Written problem: Switch "win32" to "Windows" in the stretch of the message on streams refactoring from "So in this patch, I've" through "TSRM, ext/standard, win32.", and write that stretch out again.

Hi,
I'm writing to ask for a review on the following:
https://gist.github.com/weltling/29779b61db26c62b5ab0
It is quite far from being even near to be ready. It is an approach for the
streams refactoring. After some time playing around, I think that the ideas
I was initially approaching are to the big part not applicable to our code
base in its current state. For one, "isolate the actual concrete low level
implementations by platforms" - it's probably the goal 1. that has to be
done before anything else. However creating an isolated layer of structs for
every platform (libuv alike) most likely is not doable at the current stage,
if at all (and whether makes sense).
So in this patch, I've started to create an I/O layer in win32, with the
goal to create a framework global to the whole PHP. This serves as the first
unavoidable step for the separation by platform. Ideally, we should have all
the abstracted low level I/O code for platforms concentrated at one place,
while currently all possible code parts of win32 I/O are spread over all the
code base - Zend, TSRM, ext/standard, win32.
In the current state it is hard to both maintain and to develop these pieces
of our codebase. So sounds like a gross refactoring which might last for
some longer time. For the Windows part it'll bring a huge functional
advantage of using the native win32 APIs which means support for multibyte
and long filepath and improved security, later probably overlapped I/O. For
the overall codebase it'll mean simpler and better readable code, so more
stability and possibility to extend with new modern features more easily.

Data excerpts:
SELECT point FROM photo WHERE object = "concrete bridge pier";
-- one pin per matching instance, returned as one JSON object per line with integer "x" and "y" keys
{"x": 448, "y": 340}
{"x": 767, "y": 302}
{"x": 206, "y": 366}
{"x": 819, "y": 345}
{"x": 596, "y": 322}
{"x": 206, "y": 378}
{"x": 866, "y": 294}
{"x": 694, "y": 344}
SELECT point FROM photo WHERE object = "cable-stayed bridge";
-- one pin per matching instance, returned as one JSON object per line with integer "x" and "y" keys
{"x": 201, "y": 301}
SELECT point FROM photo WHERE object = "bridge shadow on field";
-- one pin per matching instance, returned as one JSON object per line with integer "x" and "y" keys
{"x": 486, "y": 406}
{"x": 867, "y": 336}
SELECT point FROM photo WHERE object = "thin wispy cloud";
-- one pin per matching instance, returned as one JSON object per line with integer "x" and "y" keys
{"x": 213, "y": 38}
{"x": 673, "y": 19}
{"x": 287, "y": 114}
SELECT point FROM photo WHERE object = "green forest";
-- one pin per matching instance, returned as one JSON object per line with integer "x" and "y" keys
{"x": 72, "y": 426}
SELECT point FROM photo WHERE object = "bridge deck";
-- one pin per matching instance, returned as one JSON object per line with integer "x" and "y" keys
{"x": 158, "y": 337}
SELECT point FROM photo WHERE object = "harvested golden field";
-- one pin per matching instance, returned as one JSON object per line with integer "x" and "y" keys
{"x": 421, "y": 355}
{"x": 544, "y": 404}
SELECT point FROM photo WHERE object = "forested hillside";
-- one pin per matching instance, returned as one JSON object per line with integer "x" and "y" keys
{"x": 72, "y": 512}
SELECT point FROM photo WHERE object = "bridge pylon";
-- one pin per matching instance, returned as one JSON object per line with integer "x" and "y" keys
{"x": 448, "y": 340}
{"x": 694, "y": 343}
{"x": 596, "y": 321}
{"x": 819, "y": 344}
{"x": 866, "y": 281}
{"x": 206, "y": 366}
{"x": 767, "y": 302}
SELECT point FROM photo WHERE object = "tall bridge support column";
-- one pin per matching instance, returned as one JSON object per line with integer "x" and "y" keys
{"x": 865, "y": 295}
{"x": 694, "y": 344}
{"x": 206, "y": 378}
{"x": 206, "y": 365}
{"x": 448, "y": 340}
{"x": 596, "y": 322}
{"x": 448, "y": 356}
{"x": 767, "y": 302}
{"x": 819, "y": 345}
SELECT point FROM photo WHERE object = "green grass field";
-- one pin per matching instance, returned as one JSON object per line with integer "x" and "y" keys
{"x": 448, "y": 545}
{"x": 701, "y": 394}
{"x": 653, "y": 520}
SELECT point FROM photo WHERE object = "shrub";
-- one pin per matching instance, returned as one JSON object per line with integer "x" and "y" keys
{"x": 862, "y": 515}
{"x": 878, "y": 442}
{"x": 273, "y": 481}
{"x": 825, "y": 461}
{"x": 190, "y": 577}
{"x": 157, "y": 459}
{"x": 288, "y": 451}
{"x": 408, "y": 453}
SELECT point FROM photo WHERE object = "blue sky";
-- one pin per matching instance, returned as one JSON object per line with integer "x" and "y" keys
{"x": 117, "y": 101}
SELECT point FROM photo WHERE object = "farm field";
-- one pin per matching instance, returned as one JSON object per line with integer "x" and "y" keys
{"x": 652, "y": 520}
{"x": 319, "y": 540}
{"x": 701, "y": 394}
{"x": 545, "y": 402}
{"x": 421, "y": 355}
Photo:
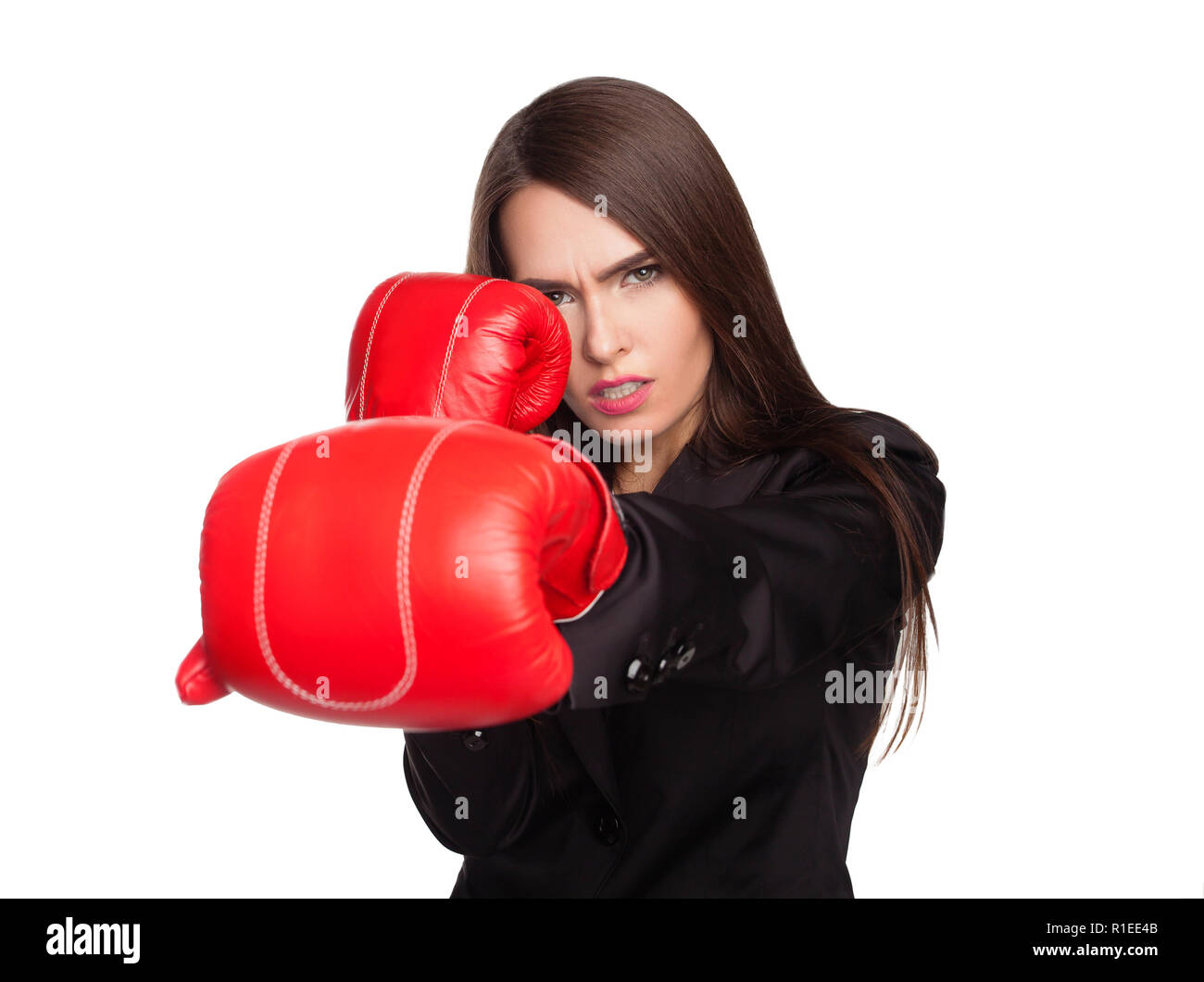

Response to the exercise:
So in this patch, I've started to create an I/O layer in Windows, with the
goal to create a framework global to the whole PHP. This serves as the first
unavoidable step for the separation by platform. Ideally, we should have all
the abstracted low level I/O code for platforms concentrated at one place,
while currently all possible code parts of Windows I/O are spread over all the
code base - Zend, TSRM, ext/standard, Windows.